Provided passage –
* * * *
Dec 11 2015
A new type of super-hydrophobic coating has been developed. The hydrocarbon-based coating, which is cheap to produce and environmentally friendly, could replace fluorocarbons which are currently used as a water repellent.
A lotus leaf repels a droplet of water - Siriwat | Shutterstock
Lotus leaves are known to have superhydrophobic surfaces. Taking inspiration from lotus leaves the scientists attempted to imitate the plant’s water-repelling properties and ultimately developed the hydrocarbon-based materials.
Nature knows how to make these materials and stay environmentally friendly. Our job has been to figure out how and why, and to emulate that.
Andrew Barron - Rice University
The team from Rice University developed and tested a branched hydrocarbon, low-surface energy material (LSEM) and used modified carboxylic acids to coat aluminum oxide nanoparticles, all of which can be produced easily.
* * * *
Supplied entries –
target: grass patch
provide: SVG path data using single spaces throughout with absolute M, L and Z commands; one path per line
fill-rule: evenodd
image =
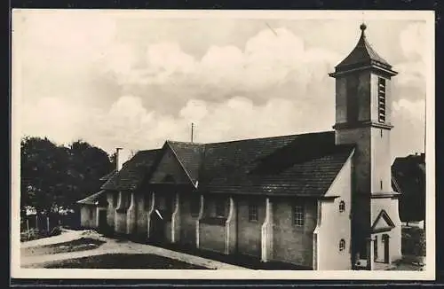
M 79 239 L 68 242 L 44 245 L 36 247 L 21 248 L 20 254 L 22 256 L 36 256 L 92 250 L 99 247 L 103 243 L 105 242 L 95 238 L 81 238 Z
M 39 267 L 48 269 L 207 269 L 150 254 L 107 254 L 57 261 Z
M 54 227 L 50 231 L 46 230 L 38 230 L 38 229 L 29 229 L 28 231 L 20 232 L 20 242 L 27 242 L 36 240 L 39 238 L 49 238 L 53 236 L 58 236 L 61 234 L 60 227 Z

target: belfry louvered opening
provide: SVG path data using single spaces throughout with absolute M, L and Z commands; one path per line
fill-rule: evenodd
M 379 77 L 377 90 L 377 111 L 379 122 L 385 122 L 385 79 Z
* * * *
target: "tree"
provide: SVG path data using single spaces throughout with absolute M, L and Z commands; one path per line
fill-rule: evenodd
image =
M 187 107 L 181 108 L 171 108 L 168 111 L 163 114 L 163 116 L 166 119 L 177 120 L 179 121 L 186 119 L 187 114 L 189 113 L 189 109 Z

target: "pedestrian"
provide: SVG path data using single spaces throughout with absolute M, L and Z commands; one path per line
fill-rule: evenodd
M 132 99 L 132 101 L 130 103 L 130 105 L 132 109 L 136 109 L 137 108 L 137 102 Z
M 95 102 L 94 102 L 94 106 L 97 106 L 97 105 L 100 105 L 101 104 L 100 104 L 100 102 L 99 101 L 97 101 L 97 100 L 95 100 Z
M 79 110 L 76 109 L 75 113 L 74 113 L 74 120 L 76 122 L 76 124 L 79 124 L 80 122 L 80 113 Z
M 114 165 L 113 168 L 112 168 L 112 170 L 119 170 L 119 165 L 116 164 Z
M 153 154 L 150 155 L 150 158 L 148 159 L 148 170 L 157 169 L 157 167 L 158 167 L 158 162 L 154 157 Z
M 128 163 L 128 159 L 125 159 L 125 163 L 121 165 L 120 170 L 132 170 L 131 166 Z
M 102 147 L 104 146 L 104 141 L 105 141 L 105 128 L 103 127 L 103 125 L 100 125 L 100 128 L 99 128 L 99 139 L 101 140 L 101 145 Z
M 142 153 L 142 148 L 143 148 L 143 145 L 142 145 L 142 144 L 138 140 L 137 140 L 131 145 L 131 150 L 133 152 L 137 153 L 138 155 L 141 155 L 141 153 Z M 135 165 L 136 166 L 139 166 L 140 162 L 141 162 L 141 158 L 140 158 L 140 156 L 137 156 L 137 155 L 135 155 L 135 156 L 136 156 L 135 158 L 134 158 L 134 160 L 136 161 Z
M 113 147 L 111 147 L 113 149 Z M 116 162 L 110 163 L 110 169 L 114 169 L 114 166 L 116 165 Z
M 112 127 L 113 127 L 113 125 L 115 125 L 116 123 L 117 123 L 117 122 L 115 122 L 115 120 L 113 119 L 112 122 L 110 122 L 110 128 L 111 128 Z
* * * *
Problem to work on – Could you continue the article on the hydrocarbon-based super-hydrophobic coating, starting right after its last sentence?

Exercise answer –
The modified carboxylic acids included highly branched hydrocarbon chains which have a sharp and pointed structure. The chains make the surface rough and 'protect' it from water. The roughness traps air and reduces the contact between the water droplets and the surface enabling the droplets to slide off easily.
The newly developed material could be a green alternative to the toxic and expensive fluorocarbons which are often used in superhydrophobic applications. The material is cheap to produce and can be applied to a wide range of surfaces using techniques that are already used commonly such as spin- and spray-coating.
Superhydrophobic coating protects without the price
A material can be superhydrophobic only if its contact angle to water is greater than 150 degrees. The angle of contact is the angle where the water surface meets the material’s surface. If the beading is higher, then the angle would also be higher. An angle of 180 degrees classifies a sphere merely touching the surface, while an angle of 0 degrees is essentially a puddle.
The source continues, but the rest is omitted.